Content starts

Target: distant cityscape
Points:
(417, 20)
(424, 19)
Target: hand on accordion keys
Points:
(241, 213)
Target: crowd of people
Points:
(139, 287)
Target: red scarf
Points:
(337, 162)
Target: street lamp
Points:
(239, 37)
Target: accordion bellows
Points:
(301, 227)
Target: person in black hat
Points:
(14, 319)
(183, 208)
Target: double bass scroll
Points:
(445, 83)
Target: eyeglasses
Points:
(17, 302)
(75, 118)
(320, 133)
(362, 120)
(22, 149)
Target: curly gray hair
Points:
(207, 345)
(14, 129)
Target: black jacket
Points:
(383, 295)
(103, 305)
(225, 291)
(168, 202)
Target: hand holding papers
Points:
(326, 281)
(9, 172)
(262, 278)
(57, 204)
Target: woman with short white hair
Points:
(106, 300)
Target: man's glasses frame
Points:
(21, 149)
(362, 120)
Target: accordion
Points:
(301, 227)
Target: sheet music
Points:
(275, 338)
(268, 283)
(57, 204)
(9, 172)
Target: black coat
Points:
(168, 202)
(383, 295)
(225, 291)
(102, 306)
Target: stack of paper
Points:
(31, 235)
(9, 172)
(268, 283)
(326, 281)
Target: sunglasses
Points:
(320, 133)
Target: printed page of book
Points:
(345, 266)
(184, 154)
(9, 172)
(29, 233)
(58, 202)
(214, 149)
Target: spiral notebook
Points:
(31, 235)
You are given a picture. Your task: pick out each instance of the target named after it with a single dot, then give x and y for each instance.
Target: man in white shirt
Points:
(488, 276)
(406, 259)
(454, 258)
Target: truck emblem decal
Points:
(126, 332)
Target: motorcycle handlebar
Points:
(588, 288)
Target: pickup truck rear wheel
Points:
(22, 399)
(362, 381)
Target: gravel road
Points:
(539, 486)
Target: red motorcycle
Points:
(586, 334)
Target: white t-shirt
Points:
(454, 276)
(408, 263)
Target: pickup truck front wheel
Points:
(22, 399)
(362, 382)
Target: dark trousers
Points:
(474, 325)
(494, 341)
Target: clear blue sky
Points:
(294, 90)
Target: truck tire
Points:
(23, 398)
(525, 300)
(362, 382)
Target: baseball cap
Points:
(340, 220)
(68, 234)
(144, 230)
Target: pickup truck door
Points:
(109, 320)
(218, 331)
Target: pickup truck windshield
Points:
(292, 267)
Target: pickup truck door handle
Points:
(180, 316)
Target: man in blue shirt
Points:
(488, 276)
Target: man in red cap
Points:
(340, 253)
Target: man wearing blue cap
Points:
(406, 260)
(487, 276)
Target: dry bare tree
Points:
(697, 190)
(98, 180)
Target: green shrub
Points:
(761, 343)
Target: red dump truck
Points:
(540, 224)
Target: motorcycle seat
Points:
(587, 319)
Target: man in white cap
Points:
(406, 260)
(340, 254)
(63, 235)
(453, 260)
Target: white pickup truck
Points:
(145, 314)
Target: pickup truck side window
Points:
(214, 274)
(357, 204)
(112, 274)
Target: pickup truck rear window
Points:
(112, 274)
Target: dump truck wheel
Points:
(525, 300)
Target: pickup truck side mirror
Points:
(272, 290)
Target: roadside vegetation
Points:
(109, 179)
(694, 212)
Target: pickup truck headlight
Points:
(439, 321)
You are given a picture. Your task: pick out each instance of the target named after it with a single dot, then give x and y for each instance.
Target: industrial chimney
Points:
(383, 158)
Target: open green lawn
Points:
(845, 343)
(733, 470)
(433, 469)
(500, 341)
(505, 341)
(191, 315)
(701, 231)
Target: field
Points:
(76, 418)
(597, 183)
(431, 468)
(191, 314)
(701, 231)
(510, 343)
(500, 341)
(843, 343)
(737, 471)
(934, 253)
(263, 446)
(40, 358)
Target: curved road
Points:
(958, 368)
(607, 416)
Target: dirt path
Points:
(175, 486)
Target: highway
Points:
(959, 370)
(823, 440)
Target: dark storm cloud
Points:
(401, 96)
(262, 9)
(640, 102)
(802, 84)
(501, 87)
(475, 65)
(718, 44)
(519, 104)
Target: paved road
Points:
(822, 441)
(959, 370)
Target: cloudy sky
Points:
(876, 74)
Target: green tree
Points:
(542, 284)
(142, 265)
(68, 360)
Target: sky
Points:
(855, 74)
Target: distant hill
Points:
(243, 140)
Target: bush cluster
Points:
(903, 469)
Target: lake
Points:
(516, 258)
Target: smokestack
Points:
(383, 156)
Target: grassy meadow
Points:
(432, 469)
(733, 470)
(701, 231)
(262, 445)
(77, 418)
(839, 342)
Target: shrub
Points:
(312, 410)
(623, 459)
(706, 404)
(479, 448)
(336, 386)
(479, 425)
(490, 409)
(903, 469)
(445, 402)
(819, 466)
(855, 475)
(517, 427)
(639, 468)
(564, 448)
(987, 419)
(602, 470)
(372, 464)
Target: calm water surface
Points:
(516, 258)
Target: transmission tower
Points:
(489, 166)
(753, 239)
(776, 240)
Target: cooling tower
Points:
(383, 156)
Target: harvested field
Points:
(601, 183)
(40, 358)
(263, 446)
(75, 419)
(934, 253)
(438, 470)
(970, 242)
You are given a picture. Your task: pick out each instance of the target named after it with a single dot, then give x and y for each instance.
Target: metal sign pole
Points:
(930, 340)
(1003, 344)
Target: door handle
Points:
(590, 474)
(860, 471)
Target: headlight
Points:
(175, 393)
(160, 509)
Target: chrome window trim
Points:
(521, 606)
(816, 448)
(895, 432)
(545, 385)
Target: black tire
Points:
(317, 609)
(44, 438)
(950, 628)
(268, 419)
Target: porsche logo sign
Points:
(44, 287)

Content ends

■ What the task requires: Return the data in full, exactly as it appears above.

■ Answer to the problem:
Target: distant cityscape
Points:
(417, 20)
(424, 19)
Target: hand on accordion keys
Points:
(241, 213)
Target: crowd of people
Points:
(139, 287)
Target: red scarf
Points:
(337, 162)
Target: street lamp
Points:
(239, 37)
Target: accordion bellows
Points:
(301, 227)
Target: person in black hat
Points:
(14, 319)
(183, 208)
Target: double bass scroll
Points:
(445, 83)
Target: eyeglasses
Points:
(17, 302)
(75, 118)
(320, 133)
(362, 120)
(22, 149)
Target: curly gray hair
Points:
(207, 345)
(14, 129)
Target: black jacket
Points:
(383, 295)
(103, 305)
(225, 291)
(168, 202)
Target: hand holding papers
Points:
(326, 281)
(9, 172)
(262, 278)
(57, 204)
Target: woman with short white hair
Points:
(106, 300)
Target: man's glasses frame
Points:
(21, 149)
(362, 120)
Target: accordion
Points:
(301, 227)
Target: sheet music
Points:
(275, 338)
(268, 283)
(57, 204)
(9, 172)
Target: black coat
Points:
(168, 202)
(383, 295)
(225, 291)
(102, 306)
Target: stack of paper
Points:
(31, 235)
(9, 172)
(268, 283)
(326, 281)
Target: sunglasses
Points:
(320, 133)
Target: printed page of book
Points:
(345, 266)
(184, 154)
(9, 172)
(29, 233)
(58, 202)
(214, 149)
Target: spiral notebook
Points:
(31, 235)
You are given a picture. Your task: pick out each instance of the target named after it with a single dot, then give x and y for each instance.
Target: man in white shirt
Points:
(488, 276)
(406, 259)
(454, 258)
Target: truck emblem decal
Points:
(126, 332)
Target: motorcycle handlebar
Points:
(588, 288)
Target: pickup truck rear wheel
Points:
(22, 399)
(362, 381)
Target: gravel road
Points:
(539, 486)
Target: red motorcycle
Points:
(586, 334)
Target: white t-shirt
Points:
(454, 276)
(408, 263)
Target: pickup truck front wheel
Points:
(22, 399)
(362, 382)
Target: dark trousers
Points:
(474, 325)
(494, 341)
Target: clear blue sky
Points:
(294, 90)
Target: truck tire
Points:
(23, 398)
(525, 300)
(362, 382)
Target: baseball cap
Points:
(340, 220)
(68, 234)
(144, 230)
Target: pickup truck door
Points:
(109, 320)
(218, 331)
Target: pickup truck windshield
Points:
(292, 267)
Target: pickup truck door handle
Points:
(180, 316)
Target: man in blue shirt
Points:
(488, 276)
Target: man in red cap
Points:
(340, 253)
Target: man wearing blue cap
Points:
(406, 260)
(487, 276)
Target: dry bare tree
Points:
(697, 190)
(98, 180)
Target: green shrub
Points:
(761, 343)
Target: red dump truck
Points:
(540, 224)
Target: motorcycle seat
Points:
(587, 319)
Target: man in white cap
Points:
(406, 260)
(340, 254)
(63, 235)
(453, 260)
Target: white pickup truck
Points:
(145, 314)
Target: pickup truck side window
Points:
(214, 274)
(357, 204)
(112, 274)
Target: pickup truck rear window
Points:
(112, 274)
Target: dump truck wheel
Points:
(525, 300)
Target: pickup truck side mirror
Points:
(272, 290)
Target: roadside vegetation
Points:
(109, 179)
(694, 212)
Target: pickup truck headlight
Points:
(439, 321)
You are given a picture. Your task: pick out each instance of the target named after it with a single dot, then give x and y for each instance.
Target: industrial chimney
Points:
(383, 158)
Target: open green lawn
Points:
(845, 343)
(733, 470)
(433, 469)
(500, 341)
(505, 341)
(191, 315)
(701, 231)
Target: field
Points:
(76, 418)
(597, 183)
(431, 468)
(191, 314)
(701, 231)
(510, 343)
(500, 341)
(843, 343)
(737, 471)
(934, 253)
(263, 446)
(40, 358)
Target: curved road
Points:
(958, 368)
(607, 416)
Target: dirt path
Points:
(175, 486)
Target: highway
Points:
(959, 370)
(823, 440)
Target: dark storm cloud
Points:
(401, 96)
(262, 9)
(640, 102)
(802, 84)
(501, 87)
(475, 65)
(718, 44)
(519, 104)
Target: paved road
Points:
(822, 441)
(959, 370)
Target: cloudy sky
Points:
(876, 74)
Target: green tree
Points:
(542, 284)
(142, 265)
(68, 360)
Target: sky
Points:
(855, 74)
Target: distant hill
Points:
(243, 140)
Target: bush cluster
Points:
(903, 469)
Target: lake
Points:
(516, 258)
Target: smokestack
Points:
(383, 156)
Target: grassy meadow
Points:
(432, 469)
(733, 470)
(701, 231)
(262, 445)
(77, 418)
(839, 342)
Target: shrub
Points:
(312, 410)
(623, 459)
(706, 404)
(479, 448)
(336, 386)
(479, 425)
(490, 409)
(903, 469)
(445, 402)
(819, 466)
(855, 475)
(517, 427)
(639, 468)
(564, 448)
(987, 419)
(602, 470)
(372, 464)
Target: calm water surface
Points:
(516, 258)
Target: transmission tower
Points:
(489, 166)
(753, 239)
(776, 240)
Target: cooling tower
Points:
(383, 156)
Target: harvested field
Points:
(601, 183)
(40, 358)
(263, 446)
(75, 419)
(934, 253)
(438, 470)
(970, 242)
You are given a picture. Your task: pick out each instance of the target named after it with a single dot, then give x and y for each instance.
Target: metal sign pole
Points:
(930, 340)
(1003, 344)
Target: door handle
Points:
(590, 474)
(860, 471)
Target: headlight
Points:
(175, 393)
(160, 509)
Target: chrome window trim
Points:
(521, 606)
(816, 448)
(895, 432)
(545, 385)
Target: black tire
Points:
(317, 609)
(44, 438)
(950, 628)
(268, 419)
Target: porsche logo sign
Points:
(44, 287)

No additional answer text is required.